[Start Information provided]

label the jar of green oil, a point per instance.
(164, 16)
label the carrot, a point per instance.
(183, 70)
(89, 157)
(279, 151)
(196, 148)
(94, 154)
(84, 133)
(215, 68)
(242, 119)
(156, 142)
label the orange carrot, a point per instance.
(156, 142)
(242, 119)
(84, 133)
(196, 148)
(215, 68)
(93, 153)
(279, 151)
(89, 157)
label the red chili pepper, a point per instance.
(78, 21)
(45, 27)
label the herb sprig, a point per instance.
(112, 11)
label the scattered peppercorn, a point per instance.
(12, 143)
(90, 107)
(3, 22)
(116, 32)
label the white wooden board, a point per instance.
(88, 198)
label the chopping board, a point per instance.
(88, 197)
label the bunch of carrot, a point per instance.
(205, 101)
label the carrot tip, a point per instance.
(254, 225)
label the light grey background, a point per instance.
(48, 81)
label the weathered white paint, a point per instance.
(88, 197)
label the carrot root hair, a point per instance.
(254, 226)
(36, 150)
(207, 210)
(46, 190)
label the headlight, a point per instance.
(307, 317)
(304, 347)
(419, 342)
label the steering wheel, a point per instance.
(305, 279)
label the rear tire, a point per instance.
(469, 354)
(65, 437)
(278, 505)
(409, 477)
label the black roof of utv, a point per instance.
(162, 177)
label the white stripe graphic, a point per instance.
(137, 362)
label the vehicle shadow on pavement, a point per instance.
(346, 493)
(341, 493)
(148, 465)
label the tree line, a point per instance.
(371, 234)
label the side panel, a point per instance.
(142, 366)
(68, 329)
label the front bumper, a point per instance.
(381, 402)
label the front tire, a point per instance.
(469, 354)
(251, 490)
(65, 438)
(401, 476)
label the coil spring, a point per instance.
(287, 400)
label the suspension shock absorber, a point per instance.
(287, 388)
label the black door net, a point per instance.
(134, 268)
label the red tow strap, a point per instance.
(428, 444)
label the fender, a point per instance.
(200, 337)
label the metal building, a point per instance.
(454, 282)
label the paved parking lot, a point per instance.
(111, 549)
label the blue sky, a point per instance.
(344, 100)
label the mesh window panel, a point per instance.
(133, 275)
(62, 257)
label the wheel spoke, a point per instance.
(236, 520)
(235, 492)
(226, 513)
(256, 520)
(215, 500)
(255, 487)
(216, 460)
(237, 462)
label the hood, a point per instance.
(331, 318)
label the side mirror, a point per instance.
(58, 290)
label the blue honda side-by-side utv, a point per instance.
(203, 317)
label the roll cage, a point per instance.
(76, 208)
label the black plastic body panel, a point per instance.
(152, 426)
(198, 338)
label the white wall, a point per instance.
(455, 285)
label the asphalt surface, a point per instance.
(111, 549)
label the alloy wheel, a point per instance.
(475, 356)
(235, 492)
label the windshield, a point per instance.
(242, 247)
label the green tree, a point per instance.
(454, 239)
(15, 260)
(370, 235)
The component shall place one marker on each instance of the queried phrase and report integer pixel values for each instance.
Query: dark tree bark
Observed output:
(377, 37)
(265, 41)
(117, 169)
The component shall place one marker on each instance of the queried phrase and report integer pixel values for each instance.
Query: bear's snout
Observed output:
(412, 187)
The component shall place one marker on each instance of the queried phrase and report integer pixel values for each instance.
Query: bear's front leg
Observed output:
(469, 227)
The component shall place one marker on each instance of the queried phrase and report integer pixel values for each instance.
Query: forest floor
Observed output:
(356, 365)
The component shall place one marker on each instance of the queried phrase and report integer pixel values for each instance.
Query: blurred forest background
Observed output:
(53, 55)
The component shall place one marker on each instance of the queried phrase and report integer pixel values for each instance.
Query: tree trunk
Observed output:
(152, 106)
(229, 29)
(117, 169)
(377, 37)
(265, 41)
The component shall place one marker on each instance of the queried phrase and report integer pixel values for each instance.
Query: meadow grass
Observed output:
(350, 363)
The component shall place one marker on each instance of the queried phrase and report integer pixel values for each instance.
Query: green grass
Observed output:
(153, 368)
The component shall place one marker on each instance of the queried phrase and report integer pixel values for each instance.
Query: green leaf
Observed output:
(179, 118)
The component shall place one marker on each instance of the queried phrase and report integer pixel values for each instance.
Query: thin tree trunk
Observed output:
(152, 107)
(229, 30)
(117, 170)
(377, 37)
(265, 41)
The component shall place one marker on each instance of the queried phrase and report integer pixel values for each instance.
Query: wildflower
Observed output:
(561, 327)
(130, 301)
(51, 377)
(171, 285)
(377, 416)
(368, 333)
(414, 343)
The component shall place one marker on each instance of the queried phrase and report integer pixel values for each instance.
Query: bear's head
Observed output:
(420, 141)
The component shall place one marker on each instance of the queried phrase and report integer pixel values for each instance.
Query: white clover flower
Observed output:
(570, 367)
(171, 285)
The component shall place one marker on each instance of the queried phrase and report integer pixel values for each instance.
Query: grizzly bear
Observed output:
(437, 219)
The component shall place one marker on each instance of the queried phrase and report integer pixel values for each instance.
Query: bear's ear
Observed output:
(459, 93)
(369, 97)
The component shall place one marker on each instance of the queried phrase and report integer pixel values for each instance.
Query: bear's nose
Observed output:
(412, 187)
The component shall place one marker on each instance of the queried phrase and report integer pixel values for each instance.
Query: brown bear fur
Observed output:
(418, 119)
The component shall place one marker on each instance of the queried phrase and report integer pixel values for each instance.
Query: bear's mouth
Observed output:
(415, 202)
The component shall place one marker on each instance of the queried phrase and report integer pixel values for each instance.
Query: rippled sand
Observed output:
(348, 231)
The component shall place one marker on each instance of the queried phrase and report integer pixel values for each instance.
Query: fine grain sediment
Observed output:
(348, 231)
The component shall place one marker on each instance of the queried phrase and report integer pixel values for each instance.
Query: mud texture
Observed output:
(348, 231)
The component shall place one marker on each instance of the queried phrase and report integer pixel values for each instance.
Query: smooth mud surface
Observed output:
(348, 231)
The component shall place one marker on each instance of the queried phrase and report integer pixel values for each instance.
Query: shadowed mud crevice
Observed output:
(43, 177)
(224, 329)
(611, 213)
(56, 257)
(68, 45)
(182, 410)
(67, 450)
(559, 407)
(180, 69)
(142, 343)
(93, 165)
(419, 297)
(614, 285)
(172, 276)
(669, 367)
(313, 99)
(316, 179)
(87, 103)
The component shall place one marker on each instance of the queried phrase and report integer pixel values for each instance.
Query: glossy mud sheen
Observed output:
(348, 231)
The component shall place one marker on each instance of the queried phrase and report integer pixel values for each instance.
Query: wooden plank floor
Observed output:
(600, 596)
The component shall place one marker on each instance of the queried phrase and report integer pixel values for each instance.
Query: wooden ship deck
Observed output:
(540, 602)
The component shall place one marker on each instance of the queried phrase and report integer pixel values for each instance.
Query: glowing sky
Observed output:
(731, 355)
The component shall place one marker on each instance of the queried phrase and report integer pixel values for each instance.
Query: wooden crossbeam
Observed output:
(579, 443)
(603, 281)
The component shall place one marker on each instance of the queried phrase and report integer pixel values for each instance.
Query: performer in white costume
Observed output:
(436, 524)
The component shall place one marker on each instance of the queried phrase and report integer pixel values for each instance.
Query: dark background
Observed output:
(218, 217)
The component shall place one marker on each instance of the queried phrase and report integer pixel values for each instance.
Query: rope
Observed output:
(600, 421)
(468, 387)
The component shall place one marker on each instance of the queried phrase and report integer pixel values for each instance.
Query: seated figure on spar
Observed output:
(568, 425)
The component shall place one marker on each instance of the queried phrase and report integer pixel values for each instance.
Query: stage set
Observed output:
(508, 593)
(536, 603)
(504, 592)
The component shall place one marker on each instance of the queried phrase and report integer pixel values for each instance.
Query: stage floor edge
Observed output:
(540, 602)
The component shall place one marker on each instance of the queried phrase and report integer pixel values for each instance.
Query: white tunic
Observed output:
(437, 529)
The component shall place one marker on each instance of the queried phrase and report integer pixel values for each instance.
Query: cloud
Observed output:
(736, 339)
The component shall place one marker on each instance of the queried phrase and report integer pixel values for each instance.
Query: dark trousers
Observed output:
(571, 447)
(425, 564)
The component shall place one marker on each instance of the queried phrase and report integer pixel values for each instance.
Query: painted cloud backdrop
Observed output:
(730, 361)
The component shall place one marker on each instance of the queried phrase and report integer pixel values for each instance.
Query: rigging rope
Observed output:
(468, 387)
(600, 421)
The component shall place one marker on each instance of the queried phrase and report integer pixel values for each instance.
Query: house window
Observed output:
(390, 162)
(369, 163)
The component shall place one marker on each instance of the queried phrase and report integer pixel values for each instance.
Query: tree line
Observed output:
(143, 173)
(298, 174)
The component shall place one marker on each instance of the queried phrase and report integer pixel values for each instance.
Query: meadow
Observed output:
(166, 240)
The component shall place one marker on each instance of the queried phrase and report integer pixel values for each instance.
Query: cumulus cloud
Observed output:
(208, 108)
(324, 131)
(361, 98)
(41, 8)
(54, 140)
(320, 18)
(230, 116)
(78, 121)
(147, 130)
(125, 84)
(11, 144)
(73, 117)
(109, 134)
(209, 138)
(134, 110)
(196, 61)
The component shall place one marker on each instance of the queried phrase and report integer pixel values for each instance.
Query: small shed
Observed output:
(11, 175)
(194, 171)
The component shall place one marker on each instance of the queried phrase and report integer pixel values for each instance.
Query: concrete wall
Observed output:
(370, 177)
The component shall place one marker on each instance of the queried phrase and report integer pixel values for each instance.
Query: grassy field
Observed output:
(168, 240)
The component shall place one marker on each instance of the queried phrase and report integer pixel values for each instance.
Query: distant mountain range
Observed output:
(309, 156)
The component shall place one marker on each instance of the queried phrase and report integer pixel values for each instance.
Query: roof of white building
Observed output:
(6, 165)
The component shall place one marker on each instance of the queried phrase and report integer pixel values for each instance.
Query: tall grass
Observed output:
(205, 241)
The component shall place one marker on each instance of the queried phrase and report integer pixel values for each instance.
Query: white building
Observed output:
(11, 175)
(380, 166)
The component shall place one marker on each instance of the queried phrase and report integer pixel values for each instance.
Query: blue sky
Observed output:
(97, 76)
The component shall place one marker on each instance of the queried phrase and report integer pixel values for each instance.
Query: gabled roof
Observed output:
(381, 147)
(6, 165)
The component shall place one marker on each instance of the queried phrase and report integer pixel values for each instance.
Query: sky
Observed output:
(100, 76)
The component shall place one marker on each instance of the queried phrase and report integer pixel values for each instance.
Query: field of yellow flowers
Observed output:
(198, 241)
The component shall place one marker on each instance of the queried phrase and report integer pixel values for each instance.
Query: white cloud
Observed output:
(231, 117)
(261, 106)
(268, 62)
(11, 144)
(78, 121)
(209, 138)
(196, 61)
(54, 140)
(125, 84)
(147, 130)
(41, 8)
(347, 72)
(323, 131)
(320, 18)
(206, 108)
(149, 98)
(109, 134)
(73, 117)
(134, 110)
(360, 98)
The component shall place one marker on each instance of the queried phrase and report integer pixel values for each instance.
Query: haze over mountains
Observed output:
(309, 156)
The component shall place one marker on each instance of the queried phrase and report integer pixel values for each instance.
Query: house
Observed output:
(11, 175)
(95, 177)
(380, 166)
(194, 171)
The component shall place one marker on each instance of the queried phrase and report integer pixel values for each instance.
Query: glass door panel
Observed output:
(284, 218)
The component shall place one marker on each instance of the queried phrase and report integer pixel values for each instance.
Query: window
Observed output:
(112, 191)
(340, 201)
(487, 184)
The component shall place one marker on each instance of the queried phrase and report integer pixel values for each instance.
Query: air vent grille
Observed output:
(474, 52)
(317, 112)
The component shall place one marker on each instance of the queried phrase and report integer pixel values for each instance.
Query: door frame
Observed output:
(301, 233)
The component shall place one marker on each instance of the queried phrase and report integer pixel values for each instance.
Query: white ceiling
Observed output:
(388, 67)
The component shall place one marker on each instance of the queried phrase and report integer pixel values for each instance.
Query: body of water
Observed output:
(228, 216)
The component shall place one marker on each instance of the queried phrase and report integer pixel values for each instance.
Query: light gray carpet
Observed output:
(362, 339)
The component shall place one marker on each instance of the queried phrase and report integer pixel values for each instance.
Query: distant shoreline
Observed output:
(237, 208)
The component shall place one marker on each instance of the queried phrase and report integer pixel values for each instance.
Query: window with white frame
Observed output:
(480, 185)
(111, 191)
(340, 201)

[End Information provided]

Count the lines in the records above that contain the string "cloud", treating uppercase and lowercase as distinct. Report only the number.

§ **Complete response**: 4